I watch as my followers decline and I actually smile. It's all apart of the social media business. It's the end of the year, and everyone is reevaluating their business presence. My post engagement is up, that is what really matters to me. It helps me to know that those who are following are finding value in what I am sharing. The UX Researcher in me is now creating the strategy for the next two months training modules.

The business woman in me, is creating the strategy for the goals I've set for the first quarter 2019. The success matrix to measure my success. Reevaluating the strategy I took in this last quarter of 2018. I'm back into the energy shooting back and forth from my right and left brain. Strategy and Design, the Yin and Yang of what makes me who I am. When the shards of energy fly from one side of my brain to another in lightening speed, I am in my element. I am in my "zone". In this state, my fingers fly across the keyboard. I can hardly keep up with what is flowing from my brain to my fingers. Headphones on, the drums beating in my ear. God, I love what I do.

Success will occur, because I learn from my failures and I never give up. And that my friends is where I leave you for today.

ACTIONS TO TAKE.
**a.** Answer these questions about the blog post on social media and business strategy:
(i) What does the writer say really matters to them?
(ii) For which quarter and year are the writer's new goals set?
(iii) According to the writer, why will success occur?
**b.** Transcribe the stretch of the blog post from "The business woman" through "love what I do.", matching the original word for word.
**c.** Pick up the blog post on social media and business strategy after its final sentence and write what comes next.

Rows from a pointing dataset
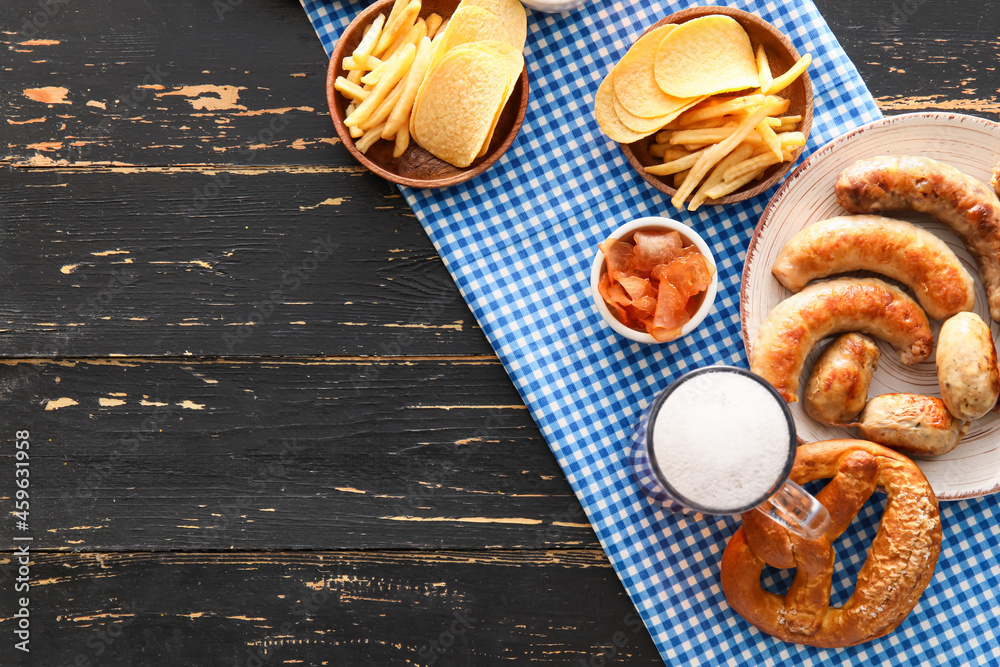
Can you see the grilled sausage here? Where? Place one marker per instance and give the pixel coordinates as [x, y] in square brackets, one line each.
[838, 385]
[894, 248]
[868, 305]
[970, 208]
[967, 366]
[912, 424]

ANSWERS FOR THE TASKS.
**a.**
(i) That their post engagement is up.
(ii) The first quarter of 2019.
(iii) Because the writer learns from failures and never gives up.

**b.**
The business woman in me, is creating the strategy for the goals I've set for the first quarter 2019. The success matrix to measure my success. Reevaluating the strategy I took in this last quarter of 2018. I'm back into the energy shooting back and forth from my right and left brain. Strategy and Design, the Yin and Yang of what makes me who I am. When the shards of energy fly from one side of my brain to another in lightening speed, I am in my element. I am in my "zone". In this state, my fingers fly across the keyboard. I can hardly keep up with what is flowing from my brain to my fingers. Headphones on, the drums beating in my ear. God, I love what I do.

**c.**
Exercise Commitment for Today
I pretty confident I haven't called them correctly. Bottom line is... I'm going to pick up 8 lb dumbbell weights and move them up and down in various positions until I want to cry. 

  • 100 sit ups
  • 100 push ups (They are going to be girl ones I guarantee... working on building up to do the real kind. Yes... It'll take me all day to get them all in. My get off my bootie and move time.)
  • Three sets of 45 second planks
  • Three sets of dumbbell curls with 8 lb dumbbells (Yeah... my arms are pathetic)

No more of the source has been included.